> _Request 1_: According to the Kathryn Sellers text, in what town was Sellers born?
> _Request 2_: In the Kathryn Sellers text, rewrite the passage that opens with the words "In 1918, President" and closes with "February 17, 1934.", changing "international law" to "maritime law".

> _Text extract_:
· · · · ·

Kathryn Sellers (December 25, 1870 – February 23, 1939) was the first woman to be appointed a federal judge in the United States. She was nominated to the head of the Juvenile Court of the District of Columbia by President Woodrow Wilson in 1918.

==Biography==
Sellers was born on December 25, 1870, in Broadway, Ohio. She worked as a bibliographer and librarian, and was employed by the weather bureau in Washington, D.C., and by the U.S. Department of State from 1900 to 1911. During this time Sellers became a member of the Women's Bar Association of the District of Columbia.

In 1918, President Woodrow Wilson nominated Sellers to be head of the Juvenile Court of the District of Columbia. The Senate confirmed Sellers later that year, making her the first woman appointed to the federal judiciary. Sellers' expertise was in international law and had no special experience relating to juvenile issues. During her time on the federal bench, President Wilson remarked to a D.C. Supreme Court judge that "he was making an experiment of the woman judge—not only for the juvenile court, but for all courts." Significantly, the D.C. Supreme Court judge noted that he believed the future for women jurists was "unlimited . . . “especially where women and children come often." Sellers was regarded as a prominent symbol of women’s political and professional progress. She served on the federal bench until she resigned on February 17, 1934.

· · · · ·

> _Raw data_:
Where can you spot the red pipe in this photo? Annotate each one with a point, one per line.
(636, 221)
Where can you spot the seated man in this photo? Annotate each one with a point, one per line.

· · · · ·

> _Final answer 1_: Broadway, Ohio

> _Final answer 2_:
In 1918, President Woodrow Wilson nominated Sellers to be head of the Juvenile Court of the District of Columbia. The Senate confirmed Sellers later that year, making her the first woman appointed to the federal judiciary. Sellers' expertise was in maritime law and had no special experience relating to juvenile issues. During her time on the federal bench, President Wilson remarked to a D.C. Supreme Court judge that "he was making an experiment of the woman judge—not only for the juvenile court, but for all courts." Significantly, the D.C. Supreme Court judge noted that he believed the future for women jurists was "unlimited . . . “especially where women and children come often." Sellers was regarded as a prominent symbol of women’s political and professional progress. She served on the federal bench until she resigned on February 17, 1934.